== Segment start ==

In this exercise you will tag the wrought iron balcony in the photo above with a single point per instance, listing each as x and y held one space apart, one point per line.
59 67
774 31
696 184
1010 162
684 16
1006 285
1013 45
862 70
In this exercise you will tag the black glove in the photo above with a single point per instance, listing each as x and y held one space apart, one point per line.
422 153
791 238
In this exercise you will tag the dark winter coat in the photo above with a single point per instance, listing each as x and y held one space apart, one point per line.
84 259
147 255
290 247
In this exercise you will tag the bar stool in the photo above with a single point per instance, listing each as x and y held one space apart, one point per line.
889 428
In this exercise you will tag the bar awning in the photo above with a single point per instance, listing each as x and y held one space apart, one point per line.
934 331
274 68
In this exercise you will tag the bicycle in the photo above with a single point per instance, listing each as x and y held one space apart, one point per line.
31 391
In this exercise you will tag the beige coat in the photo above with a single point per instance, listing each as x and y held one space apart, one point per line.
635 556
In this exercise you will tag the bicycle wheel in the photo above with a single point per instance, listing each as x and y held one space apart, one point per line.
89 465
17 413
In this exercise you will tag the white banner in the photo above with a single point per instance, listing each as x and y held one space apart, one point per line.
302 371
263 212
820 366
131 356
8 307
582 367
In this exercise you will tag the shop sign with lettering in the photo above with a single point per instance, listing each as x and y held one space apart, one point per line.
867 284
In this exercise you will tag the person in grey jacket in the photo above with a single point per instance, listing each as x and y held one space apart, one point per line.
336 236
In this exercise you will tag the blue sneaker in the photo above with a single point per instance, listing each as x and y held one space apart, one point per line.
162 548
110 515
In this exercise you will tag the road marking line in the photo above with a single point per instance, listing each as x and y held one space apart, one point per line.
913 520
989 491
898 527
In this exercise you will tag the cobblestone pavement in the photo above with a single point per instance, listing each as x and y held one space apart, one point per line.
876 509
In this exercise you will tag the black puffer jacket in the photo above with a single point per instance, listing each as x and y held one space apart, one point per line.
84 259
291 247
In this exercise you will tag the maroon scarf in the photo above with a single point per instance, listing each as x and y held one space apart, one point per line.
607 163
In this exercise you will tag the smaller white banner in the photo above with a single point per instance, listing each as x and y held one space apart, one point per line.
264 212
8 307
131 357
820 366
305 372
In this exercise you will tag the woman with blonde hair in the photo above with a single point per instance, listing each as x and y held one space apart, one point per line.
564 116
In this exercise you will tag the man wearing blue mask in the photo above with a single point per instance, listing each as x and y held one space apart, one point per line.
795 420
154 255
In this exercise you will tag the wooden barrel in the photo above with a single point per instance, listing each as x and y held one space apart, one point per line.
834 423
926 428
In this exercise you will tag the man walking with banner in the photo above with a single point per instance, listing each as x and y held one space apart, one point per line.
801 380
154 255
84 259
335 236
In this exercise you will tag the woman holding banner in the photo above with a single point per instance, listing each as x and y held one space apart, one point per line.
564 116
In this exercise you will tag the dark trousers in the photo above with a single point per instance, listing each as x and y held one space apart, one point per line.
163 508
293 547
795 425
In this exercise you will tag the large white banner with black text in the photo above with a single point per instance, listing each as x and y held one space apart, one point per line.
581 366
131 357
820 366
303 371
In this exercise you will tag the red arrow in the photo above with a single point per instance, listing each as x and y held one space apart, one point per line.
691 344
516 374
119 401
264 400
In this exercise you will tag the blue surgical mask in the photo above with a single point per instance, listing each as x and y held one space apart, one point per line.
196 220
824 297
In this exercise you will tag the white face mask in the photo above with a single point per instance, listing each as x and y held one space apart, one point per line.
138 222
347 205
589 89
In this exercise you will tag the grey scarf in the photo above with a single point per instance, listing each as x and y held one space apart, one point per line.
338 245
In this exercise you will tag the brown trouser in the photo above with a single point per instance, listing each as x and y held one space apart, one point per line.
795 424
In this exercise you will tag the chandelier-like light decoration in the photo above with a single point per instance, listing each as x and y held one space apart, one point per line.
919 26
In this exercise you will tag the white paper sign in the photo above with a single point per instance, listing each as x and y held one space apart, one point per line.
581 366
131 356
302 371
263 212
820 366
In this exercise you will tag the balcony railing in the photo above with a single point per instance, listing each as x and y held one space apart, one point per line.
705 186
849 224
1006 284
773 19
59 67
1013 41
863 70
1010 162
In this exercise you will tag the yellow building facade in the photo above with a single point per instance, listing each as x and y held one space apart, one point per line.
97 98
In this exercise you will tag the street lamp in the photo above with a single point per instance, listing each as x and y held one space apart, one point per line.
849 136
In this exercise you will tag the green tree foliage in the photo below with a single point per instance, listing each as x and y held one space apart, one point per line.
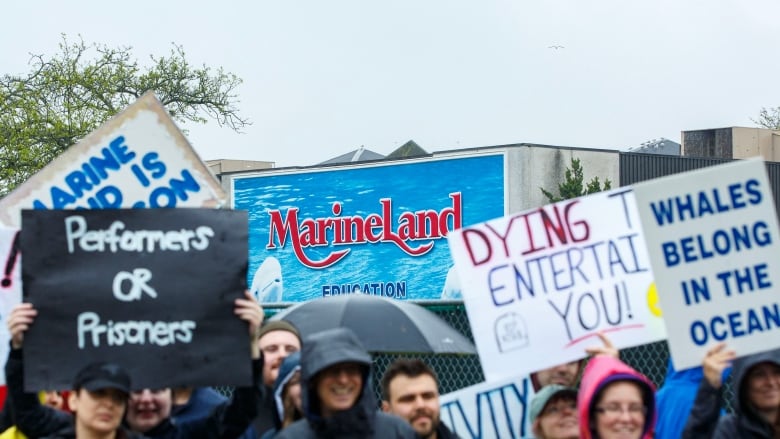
769 118
572 186
65 97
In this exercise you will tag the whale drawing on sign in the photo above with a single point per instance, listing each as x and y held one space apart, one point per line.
267 282
511 332
452 289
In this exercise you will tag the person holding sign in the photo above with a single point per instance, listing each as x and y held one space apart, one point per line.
99 397
615 401
152 418
756 397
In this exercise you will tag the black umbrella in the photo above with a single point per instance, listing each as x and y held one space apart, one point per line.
382 324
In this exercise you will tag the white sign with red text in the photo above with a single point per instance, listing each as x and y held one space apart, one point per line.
539 285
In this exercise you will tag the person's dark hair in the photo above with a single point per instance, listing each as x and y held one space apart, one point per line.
411 367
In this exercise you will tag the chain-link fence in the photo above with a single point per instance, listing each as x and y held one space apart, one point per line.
459 371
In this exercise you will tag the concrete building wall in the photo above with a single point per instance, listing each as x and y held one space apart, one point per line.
533 167
732 143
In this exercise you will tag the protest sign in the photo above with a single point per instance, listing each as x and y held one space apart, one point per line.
540 284
712 243
149 289
489 410
10 285
137 159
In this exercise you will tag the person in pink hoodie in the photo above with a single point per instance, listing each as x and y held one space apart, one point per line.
615 401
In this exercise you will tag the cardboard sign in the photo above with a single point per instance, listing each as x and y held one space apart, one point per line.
137 159
539 285
10 285
378 230
712 238
149 289
490 410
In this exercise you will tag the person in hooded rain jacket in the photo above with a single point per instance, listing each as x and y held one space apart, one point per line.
756 398
338 396
614 397
286 409
674 400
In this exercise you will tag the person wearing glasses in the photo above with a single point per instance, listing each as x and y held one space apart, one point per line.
553 413
615 401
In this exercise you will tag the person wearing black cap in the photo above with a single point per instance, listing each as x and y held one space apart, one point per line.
98 400
337 393
228 420
277 340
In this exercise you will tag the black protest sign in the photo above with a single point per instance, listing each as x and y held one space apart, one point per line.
150 289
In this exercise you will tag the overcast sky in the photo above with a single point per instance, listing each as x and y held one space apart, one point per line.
322 78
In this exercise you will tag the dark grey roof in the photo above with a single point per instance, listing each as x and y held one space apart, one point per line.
408 149
661 146
359 155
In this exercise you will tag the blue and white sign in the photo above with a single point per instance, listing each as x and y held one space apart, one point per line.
712 238
490 410
137 159
374 229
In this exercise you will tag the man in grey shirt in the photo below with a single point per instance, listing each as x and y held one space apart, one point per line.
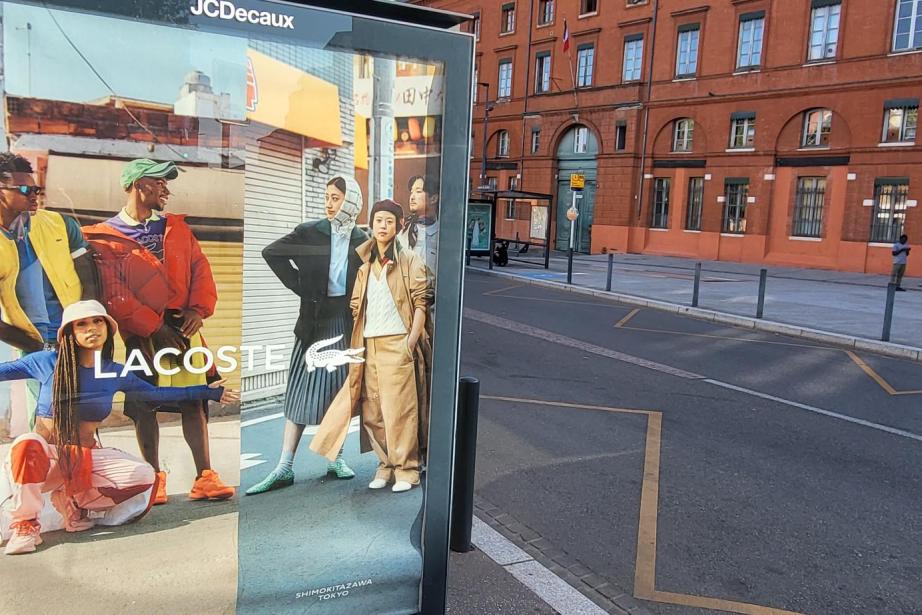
900 255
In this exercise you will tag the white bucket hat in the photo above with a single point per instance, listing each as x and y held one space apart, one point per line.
85 309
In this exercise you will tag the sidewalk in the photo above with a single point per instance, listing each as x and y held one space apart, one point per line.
849 304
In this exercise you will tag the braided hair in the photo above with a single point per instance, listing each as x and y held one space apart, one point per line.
66 397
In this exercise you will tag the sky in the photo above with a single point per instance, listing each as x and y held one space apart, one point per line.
138 60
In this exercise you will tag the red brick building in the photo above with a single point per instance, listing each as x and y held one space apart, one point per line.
765 131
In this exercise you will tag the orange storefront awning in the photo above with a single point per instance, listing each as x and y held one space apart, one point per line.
284 97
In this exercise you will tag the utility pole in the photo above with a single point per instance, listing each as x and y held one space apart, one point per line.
381 176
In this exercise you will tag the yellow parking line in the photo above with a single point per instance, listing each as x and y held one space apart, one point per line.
645 567
716 604
502 290
867 369
625 320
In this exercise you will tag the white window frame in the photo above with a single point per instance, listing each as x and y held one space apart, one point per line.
632 65
915 15
581 140
583 9
502 144
824 126
585 59
688 43
504 83
542 73
748 126
545 10
904 113
683 134
507 22
822 51
749 27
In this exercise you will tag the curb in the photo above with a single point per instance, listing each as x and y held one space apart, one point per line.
839 339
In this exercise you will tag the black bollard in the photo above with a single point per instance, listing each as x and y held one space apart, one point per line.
462 503
611 260
697 284
888 312
763 278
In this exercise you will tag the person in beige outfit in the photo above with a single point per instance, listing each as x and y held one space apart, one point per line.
390 391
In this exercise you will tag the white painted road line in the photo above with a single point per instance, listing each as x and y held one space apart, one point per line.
563 340
808 408
523 329
557 593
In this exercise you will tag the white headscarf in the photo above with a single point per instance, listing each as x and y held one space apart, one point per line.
344 221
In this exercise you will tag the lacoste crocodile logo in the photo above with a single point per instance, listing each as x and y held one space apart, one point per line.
315 358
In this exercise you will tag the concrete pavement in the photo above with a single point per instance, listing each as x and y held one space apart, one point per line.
850 304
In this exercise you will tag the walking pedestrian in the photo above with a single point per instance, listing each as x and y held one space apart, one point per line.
900 256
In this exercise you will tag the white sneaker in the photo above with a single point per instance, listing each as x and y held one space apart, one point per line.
26 536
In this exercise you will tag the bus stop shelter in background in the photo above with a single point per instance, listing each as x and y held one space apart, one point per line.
532 200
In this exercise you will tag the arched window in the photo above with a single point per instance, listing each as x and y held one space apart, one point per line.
817 127
683 135
502 144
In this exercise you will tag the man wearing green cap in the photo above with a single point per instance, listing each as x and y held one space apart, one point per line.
158 286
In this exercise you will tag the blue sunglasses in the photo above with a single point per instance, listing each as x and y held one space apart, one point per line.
26 190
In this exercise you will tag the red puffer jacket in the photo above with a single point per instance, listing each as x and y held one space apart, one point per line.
138 288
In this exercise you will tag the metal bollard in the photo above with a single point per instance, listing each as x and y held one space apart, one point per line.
888 312
763 277
611 261
570 266
697 285
462 504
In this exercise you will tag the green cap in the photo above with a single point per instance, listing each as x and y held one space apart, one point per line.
143 167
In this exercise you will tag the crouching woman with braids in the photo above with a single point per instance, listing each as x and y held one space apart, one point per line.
89 484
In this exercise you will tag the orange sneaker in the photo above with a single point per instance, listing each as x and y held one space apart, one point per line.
208 486
161 496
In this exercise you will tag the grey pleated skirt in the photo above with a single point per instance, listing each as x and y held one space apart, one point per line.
308 394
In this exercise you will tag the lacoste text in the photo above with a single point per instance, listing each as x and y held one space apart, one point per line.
223 9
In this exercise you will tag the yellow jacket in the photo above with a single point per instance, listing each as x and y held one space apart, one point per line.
48 234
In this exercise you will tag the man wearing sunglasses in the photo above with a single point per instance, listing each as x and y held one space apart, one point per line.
44 264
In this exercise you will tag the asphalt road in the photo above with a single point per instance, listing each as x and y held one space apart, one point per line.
762 472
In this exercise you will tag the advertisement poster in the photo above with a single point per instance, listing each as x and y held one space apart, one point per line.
223 240
479 227
538 227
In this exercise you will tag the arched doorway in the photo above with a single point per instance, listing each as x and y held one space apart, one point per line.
576 153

== Segment end ==

Description of the task
Working down from the line that contains "In this exercise you will tag the arched doorway", retype each line exactly through the last line of the data, and give nothing else.

Result of this task
In this exercise you will tag the arched doorway in the photo above with a single point per instance, listing each as x and y held one space apart, one point per line.
576 153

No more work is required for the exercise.